* **DIRECTIONS FOR THIS TASK**
From the items below, output as a JSON list of strings the lines starting with the line that contains "anno_request target=truck windshield" and going on through the line that contains "[1102,417,1124,453]". Give one string per line, leave out blank lines, and include no other lines.

Data records:
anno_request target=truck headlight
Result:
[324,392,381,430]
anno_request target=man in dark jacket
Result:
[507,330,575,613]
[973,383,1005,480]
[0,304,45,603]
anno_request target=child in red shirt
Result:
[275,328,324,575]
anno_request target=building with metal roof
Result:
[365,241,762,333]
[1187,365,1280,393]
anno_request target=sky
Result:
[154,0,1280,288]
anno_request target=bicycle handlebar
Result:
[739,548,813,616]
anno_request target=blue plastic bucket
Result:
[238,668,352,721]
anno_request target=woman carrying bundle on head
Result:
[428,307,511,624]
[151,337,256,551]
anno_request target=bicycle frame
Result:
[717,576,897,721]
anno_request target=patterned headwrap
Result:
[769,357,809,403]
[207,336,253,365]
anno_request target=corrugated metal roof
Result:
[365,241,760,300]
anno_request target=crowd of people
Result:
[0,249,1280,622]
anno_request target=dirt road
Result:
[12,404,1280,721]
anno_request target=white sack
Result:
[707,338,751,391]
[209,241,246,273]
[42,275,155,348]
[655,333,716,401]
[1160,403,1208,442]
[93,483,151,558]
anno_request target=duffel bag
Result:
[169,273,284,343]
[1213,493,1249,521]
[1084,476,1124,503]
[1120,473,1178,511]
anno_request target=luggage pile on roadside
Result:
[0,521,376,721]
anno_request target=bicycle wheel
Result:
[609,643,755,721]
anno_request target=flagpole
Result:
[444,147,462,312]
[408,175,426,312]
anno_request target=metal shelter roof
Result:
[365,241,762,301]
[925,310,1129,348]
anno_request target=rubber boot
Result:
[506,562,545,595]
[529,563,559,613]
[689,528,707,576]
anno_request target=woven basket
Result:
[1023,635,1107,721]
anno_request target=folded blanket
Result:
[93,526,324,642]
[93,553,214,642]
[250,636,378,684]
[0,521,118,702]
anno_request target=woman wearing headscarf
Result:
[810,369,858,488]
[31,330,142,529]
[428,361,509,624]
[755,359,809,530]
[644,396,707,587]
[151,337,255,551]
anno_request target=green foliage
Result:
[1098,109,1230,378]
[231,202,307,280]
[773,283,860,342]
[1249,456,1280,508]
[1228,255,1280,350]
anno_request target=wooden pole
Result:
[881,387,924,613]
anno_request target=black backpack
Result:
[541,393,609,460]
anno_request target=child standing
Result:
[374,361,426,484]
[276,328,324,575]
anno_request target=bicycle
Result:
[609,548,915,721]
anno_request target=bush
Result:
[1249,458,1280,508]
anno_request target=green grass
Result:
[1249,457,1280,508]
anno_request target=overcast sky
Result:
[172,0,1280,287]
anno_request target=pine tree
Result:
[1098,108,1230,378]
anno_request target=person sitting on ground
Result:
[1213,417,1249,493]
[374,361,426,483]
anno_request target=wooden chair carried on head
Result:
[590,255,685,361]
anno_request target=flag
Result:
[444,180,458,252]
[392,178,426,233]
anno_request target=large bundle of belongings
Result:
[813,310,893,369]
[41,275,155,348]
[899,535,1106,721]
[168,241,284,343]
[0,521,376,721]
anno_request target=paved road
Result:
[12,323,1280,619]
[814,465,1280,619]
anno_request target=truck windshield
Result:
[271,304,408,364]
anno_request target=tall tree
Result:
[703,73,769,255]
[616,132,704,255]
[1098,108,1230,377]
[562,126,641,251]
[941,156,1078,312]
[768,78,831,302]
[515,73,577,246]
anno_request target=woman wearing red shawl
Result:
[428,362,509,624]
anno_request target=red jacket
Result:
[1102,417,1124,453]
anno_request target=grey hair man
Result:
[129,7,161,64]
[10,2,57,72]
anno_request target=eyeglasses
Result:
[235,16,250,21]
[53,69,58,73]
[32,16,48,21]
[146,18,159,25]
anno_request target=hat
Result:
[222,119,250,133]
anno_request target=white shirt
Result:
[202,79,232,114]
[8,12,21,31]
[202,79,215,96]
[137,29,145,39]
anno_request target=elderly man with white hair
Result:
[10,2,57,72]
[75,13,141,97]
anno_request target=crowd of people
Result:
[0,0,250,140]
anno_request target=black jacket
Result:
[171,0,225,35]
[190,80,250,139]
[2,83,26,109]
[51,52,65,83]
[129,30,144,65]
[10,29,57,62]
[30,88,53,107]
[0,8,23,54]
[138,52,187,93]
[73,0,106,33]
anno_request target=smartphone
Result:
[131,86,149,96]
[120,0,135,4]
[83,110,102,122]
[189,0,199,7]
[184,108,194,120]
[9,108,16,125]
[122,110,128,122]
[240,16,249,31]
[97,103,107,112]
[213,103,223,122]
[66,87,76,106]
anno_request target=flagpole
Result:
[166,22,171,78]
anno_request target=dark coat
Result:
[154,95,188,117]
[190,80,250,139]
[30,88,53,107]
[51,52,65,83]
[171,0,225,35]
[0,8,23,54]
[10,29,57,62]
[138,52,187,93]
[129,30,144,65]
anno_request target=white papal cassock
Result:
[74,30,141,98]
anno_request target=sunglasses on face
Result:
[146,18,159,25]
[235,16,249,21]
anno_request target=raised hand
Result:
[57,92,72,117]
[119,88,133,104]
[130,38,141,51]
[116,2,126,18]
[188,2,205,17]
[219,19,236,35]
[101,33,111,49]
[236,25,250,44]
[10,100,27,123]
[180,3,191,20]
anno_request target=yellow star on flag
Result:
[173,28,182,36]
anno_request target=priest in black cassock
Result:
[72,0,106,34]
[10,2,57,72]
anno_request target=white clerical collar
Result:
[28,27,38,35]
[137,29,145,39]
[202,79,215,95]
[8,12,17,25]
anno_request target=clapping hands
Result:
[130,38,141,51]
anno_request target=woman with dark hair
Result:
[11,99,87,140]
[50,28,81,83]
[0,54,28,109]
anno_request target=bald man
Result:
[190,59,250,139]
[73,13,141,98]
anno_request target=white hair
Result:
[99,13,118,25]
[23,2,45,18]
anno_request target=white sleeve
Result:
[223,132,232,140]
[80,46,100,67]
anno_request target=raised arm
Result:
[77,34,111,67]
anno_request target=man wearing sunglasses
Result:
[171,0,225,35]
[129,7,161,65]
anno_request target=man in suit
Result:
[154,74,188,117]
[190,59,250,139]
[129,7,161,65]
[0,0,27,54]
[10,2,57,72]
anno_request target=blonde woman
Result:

* **WRITTEN ANSWER**
[
  "anno_request target=truck windshield",
  "Result:",
  "[271,304,408,364]",
  "anno_request target=tall tree",
  "Result:",
  "[703,73,769,255]",
  "[616,132,704,255]",
  "[1098,108,1230,377]",
  "[562,126,641,251]",
  "[941,156,1078,312]",
  "[768,78,831,302]",
  "[515,73,577,246]",
  "anno_request target=woman wearing red shawl",
  "Result:",
  "[428,362,509,624]",
  "anno_request target=red jacket",
  "Result:",
  "[1102,417,1124,453]"
]